▶ **Records for the task**
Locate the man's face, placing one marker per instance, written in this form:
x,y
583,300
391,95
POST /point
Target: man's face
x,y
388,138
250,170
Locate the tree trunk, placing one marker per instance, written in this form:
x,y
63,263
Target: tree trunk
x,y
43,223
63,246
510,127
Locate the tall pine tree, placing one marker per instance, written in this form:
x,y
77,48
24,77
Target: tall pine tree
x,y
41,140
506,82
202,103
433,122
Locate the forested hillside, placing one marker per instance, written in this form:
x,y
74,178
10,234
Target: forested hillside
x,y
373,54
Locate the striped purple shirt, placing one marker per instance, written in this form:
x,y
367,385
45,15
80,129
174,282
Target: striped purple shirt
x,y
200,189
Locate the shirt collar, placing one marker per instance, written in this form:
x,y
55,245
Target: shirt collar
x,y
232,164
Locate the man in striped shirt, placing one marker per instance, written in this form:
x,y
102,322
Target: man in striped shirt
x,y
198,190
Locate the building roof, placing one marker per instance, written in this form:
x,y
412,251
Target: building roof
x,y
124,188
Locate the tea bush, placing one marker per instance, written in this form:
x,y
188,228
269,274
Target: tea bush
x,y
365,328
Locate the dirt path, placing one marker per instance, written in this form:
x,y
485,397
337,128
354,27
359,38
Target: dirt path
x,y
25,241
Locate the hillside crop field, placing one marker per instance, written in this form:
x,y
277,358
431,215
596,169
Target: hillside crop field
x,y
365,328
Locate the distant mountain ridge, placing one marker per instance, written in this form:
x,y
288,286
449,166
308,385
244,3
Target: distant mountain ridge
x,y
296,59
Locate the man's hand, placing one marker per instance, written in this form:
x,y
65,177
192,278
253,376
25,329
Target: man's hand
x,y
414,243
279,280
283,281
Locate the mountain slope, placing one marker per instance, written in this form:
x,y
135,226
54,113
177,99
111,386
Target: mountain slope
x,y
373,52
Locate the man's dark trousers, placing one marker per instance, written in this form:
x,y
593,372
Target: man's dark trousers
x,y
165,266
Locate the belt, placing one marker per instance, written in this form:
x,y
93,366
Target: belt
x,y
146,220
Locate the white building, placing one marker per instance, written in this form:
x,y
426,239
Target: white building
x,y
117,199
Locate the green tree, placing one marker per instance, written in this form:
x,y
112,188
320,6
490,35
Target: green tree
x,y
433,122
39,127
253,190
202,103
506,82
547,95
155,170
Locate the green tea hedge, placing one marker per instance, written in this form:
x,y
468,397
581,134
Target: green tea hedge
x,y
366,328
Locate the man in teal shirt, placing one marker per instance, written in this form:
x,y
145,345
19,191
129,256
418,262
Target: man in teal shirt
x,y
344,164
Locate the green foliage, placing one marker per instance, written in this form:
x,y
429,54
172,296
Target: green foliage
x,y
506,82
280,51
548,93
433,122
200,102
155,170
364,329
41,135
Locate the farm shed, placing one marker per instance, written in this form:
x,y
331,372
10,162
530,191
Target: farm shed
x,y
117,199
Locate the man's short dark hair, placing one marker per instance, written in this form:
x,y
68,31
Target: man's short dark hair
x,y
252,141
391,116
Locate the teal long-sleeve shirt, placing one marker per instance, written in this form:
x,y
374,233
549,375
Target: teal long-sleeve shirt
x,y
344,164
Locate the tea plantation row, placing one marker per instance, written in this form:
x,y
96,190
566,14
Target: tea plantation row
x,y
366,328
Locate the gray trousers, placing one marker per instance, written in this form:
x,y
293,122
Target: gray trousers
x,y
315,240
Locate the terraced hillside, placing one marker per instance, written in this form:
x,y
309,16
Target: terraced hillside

▶ **Problem details**
Look through the records and gather each line with the word "terraced".

▶ **Task response**
Locate the terraced hillside, placing one marker per instance, written in this form:
Target: terraced hillside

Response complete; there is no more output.